#### [Exercise goal]
What you give back should match the listing word for word.

(Data for the task begins)

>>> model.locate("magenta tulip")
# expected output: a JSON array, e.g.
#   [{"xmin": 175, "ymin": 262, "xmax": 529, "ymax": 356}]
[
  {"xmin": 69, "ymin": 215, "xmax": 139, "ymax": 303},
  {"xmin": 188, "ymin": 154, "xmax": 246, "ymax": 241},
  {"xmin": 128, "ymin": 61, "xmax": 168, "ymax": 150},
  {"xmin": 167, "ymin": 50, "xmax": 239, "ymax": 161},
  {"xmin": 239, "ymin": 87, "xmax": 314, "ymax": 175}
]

(Data for the task ends)

#### [Result of the task]
>>> model.locate("magenta tulip")
# expected output: a JSON array, e.g.
#   [{"xmin": 175, "ymin": 262, "xmax": 529, "ymax": 356}]
[
  {"xmin": 69, "ymin": 215, "xmax": 139, "ymax": 303},
  {"xmin": 188, "ymin": 154, "xmax": 246, "ymax": 241},
  {"xmin": 128, "ymin": 61, "xmax": 168, "ymax": 150},
  {"xmin": 167, "ymin": 50, "xmax": 239, "ymax": 161},
  {"xmin": 239, "ymin": 87, "xmax": 314, "ymax": 175}
]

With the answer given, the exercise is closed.